━━━ Passage given
Variants (AVRecorder.DPDFNET_VARIANTS):

model output rate use
dpdfnet_baseline 16 kHz fastest / lowest resource
dpdfnet2 16 kHz real-time / embedded
dpdfnet4 16 kHz balanced
dpdfnet8 16 kHz best quality
dpdfnet2_48khz_hr 48 kHz high-resolution full-band

16 kHz models output a 16 kHz mono track (ideal for ASR/diarization); the raw WAV stays full-band. Use dpdfnet2_48khz_hr to keep the MP4 audio at 48 kHz.

8. List audio devices

print(AVRecorder.list_audio_devices())     # static; needs sounddevice

9. Constructor reference

AVRecorder(
    # video (device mode)
    width=1280, height=720, fps=30.0, video_device=0,
    fourcc="MJPG", convert_rgb=True, buffersize=None,
    v4l2_controls=("exposure_dynamic_framerate=0",), warmup=15,
    # audio
    audio=True, audio_device=None, sample_rate=48000, channels=1, blocksize=1024,
    # JPEG encode
    encoder="turbojpeg",   # or "opencv"
    quality=90, subsample="420",   # "gray" | "420" | "422" | "444"
    progressive=False, turbo_lib=None,
    # pipeline
    workers=2, queue_size=64, on_full="drop",   # or "block"
    fsync=False,
    # source
    source="device",       # or "external"
    # enhancement
    denoise=False, denoise_model=None, denoise_num_threads=1, denoise_provider="cpu",
    # output
    data_dir="av_data", processed_dir="processed_av",
)

Tuning notes: buffersize=None keeps the V4L2 default (do not set 1 — it starves the buffer pool and halves fps). fsync=False uses the OS cache (faster, fewer stalls); fsync=True forces each write to disk. convert_rgb=False writes the camera's raw MJPG with no decode/encode (fastest capture-and-save, but no quality/subsample control). turbo_lib points PyTurboJPEG at a specific libturbojpeg.so.


CLI usage

av_recorder.py runs as a script:

# basic 60-second capture (device mode, audio on, MP4 on)
━━━━━━
▶ Exercise task 1
In the AVRecorder passage, which model keeps the MP4 audio at 48 kHz?
▶ Exercise task 2
Quote the dataset rows from their very first line through the line containing "250), (814, 258)]", inclusive.
The AVRecorder passage and the rows have no connection to each other.
━━━ Record extracts
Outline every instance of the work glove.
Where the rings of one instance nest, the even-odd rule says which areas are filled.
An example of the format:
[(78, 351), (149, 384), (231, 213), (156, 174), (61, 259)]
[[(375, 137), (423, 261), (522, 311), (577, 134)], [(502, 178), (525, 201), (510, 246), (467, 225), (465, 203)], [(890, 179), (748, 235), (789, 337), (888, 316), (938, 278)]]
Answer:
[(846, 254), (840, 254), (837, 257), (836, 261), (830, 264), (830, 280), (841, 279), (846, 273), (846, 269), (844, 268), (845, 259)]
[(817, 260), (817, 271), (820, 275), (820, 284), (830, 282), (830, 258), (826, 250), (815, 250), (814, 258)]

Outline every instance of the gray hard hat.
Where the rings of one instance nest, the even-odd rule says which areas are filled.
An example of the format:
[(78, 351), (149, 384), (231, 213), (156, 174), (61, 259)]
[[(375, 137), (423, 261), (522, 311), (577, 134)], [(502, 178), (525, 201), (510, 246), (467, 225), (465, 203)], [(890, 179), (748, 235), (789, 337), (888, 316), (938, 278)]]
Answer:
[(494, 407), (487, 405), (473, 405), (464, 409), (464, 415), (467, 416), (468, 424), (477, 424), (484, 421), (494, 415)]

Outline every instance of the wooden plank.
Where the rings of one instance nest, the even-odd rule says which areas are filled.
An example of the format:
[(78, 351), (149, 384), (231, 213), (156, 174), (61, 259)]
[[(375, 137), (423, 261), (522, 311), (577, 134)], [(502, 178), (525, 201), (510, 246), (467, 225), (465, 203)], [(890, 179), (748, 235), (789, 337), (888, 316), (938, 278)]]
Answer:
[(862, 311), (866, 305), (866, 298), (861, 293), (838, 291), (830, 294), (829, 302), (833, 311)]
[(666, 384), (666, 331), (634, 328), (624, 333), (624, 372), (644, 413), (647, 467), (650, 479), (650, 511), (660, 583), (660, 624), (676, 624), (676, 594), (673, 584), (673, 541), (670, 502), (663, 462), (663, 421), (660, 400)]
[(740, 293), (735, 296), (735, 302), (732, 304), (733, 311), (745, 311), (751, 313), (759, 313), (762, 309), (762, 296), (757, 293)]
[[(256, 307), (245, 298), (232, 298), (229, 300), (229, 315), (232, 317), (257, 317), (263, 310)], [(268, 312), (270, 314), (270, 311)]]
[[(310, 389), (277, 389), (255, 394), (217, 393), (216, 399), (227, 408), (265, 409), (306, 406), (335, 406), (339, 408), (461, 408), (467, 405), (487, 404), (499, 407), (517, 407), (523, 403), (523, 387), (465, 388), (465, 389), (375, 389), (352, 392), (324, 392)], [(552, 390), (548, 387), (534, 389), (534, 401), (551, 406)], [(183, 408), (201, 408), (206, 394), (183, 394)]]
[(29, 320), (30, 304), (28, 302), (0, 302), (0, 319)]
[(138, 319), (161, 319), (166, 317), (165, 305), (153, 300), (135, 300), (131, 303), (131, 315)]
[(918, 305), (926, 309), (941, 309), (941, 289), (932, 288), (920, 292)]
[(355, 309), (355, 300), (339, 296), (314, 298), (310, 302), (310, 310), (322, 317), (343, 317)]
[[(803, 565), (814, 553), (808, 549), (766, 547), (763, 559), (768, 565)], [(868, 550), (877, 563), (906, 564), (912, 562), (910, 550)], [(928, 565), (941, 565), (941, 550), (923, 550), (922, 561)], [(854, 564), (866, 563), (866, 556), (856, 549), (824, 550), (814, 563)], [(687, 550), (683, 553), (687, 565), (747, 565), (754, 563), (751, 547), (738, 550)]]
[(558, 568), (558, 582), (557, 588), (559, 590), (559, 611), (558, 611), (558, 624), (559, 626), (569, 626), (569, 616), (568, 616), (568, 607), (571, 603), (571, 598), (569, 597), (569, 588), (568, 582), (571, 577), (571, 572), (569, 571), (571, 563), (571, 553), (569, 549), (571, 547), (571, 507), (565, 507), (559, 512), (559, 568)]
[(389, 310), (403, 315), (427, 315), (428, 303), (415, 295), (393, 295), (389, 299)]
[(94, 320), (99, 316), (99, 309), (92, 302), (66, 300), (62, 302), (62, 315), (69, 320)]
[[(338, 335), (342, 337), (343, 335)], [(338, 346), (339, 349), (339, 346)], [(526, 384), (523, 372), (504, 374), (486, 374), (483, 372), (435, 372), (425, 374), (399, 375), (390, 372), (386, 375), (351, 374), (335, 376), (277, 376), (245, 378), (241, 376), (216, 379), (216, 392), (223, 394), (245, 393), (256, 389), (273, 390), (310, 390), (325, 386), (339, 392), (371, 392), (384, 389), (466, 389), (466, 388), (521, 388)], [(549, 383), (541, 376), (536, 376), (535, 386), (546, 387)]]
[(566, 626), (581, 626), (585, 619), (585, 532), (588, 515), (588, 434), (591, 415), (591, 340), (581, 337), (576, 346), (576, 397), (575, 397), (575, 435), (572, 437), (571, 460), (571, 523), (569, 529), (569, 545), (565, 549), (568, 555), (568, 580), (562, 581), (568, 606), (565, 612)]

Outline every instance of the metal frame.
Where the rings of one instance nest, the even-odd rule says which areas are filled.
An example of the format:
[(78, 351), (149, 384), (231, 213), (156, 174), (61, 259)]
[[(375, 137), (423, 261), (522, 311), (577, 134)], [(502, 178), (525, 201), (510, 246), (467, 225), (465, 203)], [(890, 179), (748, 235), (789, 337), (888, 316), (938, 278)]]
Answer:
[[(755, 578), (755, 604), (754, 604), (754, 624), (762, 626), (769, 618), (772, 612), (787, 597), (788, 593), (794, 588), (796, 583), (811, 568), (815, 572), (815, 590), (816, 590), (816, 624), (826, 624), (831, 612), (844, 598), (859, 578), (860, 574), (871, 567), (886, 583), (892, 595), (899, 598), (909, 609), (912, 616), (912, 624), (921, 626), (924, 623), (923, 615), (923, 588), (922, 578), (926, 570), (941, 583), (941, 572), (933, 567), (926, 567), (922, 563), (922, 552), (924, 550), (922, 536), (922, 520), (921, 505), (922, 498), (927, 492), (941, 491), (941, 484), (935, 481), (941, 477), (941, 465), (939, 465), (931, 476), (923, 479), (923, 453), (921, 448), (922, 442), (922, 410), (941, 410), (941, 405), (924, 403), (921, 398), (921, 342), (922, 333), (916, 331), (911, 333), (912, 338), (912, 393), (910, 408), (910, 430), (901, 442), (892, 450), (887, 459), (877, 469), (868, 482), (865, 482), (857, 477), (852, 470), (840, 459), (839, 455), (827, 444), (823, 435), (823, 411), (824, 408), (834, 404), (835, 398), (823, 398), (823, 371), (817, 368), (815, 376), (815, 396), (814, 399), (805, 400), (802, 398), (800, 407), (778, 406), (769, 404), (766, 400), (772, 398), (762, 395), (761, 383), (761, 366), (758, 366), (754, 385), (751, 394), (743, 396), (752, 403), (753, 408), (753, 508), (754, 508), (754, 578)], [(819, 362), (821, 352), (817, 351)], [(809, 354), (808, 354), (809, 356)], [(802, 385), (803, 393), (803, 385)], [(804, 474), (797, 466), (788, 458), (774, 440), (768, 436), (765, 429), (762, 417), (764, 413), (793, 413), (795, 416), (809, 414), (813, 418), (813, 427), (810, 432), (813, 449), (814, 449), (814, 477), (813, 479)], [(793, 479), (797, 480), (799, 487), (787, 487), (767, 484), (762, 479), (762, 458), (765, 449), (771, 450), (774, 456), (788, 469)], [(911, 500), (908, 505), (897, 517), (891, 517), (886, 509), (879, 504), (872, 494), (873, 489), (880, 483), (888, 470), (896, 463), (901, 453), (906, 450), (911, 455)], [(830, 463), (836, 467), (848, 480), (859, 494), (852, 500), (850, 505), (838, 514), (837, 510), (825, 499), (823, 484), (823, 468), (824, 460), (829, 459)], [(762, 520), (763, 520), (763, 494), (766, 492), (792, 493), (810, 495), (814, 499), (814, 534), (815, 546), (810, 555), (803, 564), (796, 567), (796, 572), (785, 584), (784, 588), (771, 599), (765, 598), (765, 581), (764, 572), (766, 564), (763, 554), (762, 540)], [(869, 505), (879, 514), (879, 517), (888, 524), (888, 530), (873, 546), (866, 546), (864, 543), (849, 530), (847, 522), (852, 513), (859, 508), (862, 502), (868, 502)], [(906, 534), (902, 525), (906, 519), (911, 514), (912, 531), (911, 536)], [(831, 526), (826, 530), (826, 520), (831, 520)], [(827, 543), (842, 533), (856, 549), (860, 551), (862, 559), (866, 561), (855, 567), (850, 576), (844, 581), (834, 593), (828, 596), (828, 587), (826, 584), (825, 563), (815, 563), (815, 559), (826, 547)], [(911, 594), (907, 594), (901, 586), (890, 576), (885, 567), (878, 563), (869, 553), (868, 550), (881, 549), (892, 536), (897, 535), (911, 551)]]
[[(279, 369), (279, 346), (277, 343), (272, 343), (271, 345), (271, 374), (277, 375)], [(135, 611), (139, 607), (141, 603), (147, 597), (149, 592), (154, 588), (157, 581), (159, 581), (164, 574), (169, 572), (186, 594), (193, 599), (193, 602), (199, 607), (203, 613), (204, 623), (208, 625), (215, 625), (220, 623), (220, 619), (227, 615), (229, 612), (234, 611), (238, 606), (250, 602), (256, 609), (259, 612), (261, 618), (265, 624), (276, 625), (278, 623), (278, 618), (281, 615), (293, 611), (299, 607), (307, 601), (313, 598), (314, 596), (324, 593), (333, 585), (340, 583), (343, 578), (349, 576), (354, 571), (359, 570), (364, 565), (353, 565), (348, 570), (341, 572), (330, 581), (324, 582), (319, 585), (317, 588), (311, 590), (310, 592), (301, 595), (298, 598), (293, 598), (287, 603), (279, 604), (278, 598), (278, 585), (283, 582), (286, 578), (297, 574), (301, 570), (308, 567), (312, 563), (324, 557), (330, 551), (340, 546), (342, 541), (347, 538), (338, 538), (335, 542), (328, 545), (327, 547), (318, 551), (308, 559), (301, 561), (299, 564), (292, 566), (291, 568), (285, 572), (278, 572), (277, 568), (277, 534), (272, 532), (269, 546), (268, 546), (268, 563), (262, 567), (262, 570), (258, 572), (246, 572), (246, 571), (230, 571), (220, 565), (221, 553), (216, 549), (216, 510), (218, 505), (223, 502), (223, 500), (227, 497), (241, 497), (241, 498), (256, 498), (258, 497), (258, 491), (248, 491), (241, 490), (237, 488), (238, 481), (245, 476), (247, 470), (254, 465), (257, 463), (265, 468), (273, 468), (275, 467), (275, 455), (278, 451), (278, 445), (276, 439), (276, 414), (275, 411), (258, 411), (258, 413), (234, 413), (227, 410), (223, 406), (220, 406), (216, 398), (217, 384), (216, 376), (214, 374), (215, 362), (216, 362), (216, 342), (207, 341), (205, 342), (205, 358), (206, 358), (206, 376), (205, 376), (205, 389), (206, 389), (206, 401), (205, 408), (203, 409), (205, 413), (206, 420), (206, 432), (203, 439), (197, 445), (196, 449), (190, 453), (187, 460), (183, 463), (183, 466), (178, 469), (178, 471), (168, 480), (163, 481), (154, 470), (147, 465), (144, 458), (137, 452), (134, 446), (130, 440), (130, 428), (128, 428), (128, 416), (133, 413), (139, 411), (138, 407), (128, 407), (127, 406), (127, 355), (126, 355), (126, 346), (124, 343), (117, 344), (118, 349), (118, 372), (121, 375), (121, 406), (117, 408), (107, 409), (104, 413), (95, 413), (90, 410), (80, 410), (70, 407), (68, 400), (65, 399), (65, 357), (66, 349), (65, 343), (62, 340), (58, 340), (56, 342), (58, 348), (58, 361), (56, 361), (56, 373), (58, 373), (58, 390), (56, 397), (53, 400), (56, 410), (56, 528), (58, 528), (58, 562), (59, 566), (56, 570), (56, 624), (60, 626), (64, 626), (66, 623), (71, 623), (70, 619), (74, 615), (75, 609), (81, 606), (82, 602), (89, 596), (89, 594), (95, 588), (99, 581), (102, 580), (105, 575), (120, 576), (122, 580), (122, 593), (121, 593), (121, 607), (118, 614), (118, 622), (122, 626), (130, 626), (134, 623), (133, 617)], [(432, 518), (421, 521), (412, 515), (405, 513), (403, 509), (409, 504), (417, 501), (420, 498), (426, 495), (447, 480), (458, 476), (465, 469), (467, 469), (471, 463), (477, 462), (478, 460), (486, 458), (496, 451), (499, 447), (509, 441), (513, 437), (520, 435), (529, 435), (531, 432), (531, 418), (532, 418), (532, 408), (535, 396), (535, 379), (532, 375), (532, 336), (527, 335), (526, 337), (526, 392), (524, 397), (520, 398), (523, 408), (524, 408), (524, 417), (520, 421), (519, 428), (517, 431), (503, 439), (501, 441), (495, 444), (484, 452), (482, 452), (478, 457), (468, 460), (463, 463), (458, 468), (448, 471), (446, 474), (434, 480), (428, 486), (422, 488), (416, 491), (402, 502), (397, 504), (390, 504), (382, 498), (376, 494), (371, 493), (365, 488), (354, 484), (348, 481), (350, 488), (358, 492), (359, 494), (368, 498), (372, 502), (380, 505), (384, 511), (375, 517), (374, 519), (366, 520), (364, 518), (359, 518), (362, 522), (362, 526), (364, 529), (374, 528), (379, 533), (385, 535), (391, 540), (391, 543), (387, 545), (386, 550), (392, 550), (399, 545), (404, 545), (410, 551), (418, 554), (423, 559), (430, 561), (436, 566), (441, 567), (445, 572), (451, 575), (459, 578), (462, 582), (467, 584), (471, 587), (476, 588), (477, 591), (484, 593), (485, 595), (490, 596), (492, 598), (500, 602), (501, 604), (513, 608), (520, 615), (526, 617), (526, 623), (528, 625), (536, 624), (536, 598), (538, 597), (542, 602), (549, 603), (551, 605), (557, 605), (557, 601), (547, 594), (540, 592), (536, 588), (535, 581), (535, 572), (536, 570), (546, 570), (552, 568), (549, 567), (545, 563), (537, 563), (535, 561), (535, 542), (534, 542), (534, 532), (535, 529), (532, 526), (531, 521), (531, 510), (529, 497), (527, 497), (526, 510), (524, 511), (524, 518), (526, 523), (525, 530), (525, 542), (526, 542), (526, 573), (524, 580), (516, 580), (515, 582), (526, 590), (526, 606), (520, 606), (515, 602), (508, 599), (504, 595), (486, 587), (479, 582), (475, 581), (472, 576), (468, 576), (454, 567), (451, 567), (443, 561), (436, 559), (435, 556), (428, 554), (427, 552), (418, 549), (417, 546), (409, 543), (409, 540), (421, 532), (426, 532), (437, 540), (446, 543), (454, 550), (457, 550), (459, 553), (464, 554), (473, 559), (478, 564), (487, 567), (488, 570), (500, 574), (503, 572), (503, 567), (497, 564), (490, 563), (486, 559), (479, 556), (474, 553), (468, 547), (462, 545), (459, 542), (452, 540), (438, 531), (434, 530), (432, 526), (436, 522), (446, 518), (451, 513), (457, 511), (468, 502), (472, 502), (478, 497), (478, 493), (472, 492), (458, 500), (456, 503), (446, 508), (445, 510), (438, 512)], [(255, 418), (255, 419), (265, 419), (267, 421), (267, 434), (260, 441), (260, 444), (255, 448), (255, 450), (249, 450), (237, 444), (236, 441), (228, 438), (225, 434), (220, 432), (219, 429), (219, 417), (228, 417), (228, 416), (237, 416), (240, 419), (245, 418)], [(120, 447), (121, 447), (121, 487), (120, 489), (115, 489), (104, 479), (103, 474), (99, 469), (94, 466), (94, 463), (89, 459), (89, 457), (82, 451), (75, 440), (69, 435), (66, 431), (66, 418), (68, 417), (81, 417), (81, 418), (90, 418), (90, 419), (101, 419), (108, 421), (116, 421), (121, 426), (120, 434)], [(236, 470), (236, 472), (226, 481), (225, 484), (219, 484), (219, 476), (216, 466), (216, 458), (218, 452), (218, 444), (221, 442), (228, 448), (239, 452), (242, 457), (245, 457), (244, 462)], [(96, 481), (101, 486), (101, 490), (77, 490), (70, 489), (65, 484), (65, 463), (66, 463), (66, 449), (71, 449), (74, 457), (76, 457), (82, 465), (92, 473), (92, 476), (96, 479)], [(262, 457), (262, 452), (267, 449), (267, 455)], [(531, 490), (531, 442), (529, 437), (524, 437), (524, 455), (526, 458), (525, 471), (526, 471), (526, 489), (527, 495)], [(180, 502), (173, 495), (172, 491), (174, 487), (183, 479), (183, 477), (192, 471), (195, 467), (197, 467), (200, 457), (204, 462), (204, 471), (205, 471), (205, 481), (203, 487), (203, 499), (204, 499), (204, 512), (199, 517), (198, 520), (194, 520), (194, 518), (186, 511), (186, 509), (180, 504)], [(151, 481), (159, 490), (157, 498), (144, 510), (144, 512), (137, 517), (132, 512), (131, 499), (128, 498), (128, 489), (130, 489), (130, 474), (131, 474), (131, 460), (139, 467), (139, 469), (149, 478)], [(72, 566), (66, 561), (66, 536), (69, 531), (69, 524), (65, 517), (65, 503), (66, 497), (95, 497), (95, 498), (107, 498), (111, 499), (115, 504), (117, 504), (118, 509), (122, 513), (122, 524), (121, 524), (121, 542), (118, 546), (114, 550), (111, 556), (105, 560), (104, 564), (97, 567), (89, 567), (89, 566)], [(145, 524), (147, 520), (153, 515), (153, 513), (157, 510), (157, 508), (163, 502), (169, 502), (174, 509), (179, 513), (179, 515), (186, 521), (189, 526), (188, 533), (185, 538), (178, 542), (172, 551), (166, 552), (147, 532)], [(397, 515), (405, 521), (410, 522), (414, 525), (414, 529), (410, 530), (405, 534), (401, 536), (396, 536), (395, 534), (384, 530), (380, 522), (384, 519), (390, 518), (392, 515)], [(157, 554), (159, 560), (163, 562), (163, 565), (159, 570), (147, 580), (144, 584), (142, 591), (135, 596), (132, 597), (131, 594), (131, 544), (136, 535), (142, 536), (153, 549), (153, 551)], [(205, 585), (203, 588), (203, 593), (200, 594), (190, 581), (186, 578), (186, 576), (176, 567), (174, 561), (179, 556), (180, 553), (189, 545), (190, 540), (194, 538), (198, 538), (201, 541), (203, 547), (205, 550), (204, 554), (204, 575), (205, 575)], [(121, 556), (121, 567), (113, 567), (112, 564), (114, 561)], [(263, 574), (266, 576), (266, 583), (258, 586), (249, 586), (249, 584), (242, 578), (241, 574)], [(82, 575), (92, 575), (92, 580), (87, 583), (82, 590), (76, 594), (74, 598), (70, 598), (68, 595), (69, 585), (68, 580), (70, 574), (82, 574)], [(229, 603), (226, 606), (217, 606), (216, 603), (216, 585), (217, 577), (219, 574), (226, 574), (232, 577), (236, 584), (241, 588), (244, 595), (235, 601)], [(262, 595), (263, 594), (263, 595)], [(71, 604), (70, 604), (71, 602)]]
━━━━━━
▶ Task output 1
dpdfnet2_48khz_hr

▶ Task output 2
Outline every instance of the work glove.
Where the rings of one instance nest, the even-odd rule says which areas are filled.
An example of the format:
[(78, 351), (149, 384), (231, 213), (156, 174), (61, 259)]
[[(375, 137), (423, 261), (522, 311), (577, 134)], [(502, 178), (525, 201), (510, 246), (467, 225), (465, 203)], [(890, 179), (748, 235), (789, 337), (888, 316), (938, 278)]]
Answer:
[(846, 254), (840, 254), (837, 257), (836, 261), (830, 264), (830, 280), (841, 279), (846, 273), (846, 269), (844, 268), (845, 259)]
[(817, 260), (817, 271), (820, 275), (820, 284), (830, 282), (830, 258), (826, 250), (815, 250), (814, 258)]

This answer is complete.